**** SELECTED EXTRACT ****
Posted on 11 Apr | 0 comments
This is what happens when psychology surrenders to medication

A chilling article by Salon and AlterNet exposes the devastation that prescription drug abuse is causing much of America.

For large swaths of the country, “Pill Mills” that provide mood altering drugs for the slightest excuse, are a fact of life. “Pilling” – trading drugs with family, friends and strangers for a mix-and-match high – is a fact of life. The devastation caused by prescription drug-related crime, too, is a terrible fact of life.

Drug abuse has always been a fact of human culture, but some cultures have handled it much, much better than others. Cultures that utilized drugs like peyote and ayahuasca as part of sacred rituals did not, to our knowledge, have problems with peyote-related crime or have families devastated by ayhauasca habits.
****
◆ EXERCISE TASKS:
1. Answer these questions from the blog post:
(a) Which two outlets published the article on prescription drug abuse?
(b) What does "pilling" mean?
(c) Which two drugs does the post name as part of sacred rituals?
2. Repeat the blog post's wording from "Posted on 11" up to and including "terrible fact of life.".
The rows are separate material and are unrelated to the blog post.
**** RECORDED INFORMATION ****
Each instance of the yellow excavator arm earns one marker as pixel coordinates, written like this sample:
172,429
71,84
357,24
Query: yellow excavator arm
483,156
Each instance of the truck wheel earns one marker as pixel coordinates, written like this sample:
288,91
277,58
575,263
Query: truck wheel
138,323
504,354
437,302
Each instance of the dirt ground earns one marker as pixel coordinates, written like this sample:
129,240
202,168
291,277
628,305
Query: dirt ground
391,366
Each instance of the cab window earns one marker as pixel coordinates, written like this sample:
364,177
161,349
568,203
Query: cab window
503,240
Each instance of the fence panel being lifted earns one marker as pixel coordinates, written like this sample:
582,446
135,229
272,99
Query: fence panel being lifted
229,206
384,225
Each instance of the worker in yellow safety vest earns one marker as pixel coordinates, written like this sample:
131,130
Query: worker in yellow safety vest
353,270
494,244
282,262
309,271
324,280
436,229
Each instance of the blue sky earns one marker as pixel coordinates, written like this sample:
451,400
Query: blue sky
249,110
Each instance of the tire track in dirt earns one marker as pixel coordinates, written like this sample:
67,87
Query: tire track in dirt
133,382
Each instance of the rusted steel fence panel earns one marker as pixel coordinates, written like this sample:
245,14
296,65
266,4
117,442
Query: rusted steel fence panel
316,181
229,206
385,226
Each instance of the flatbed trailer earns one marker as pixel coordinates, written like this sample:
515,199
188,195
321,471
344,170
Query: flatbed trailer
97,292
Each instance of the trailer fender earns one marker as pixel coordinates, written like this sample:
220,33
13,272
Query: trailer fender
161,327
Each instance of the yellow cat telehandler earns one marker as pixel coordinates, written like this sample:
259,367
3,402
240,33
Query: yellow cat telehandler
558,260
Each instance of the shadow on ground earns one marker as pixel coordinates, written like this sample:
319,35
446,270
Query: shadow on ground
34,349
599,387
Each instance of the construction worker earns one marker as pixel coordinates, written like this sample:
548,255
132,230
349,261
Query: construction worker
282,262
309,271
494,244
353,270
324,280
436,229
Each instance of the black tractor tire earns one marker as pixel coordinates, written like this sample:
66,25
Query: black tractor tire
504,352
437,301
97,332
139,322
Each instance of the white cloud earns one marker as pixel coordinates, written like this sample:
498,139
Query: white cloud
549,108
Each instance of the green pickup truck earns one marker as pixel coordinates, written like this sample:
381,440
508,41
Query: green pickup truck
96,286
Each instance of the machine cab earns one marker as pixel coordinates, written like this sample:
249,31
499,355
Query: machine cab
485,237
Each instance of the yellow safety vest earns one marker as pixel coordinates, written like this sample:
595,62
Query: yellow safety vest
****
◆ SOLVED PROBLEMS:
1.
(a) Salon and AlterNet
(b) Trading drugs with family, friends and strangers for a mix-and-match high
(c) Peyote and ayahuasca

2.
Posted on 11 Apr | 0 comments
This is what happens when psychology surrenders to medication

A chilling article by Salon and AlterNet exposes the devastation that prescription drug abuse is causing much of America.

For large swaths of the country, “Pill Mills” that provide mood altering drugs for the slightest excuse, are a fact of life. “Pilling” – trading drugs with family, friends and strangers for a mix-and-match high – is a fact of life. The devastation caused by prescription drug-related crime, too, is a terrible fact of life.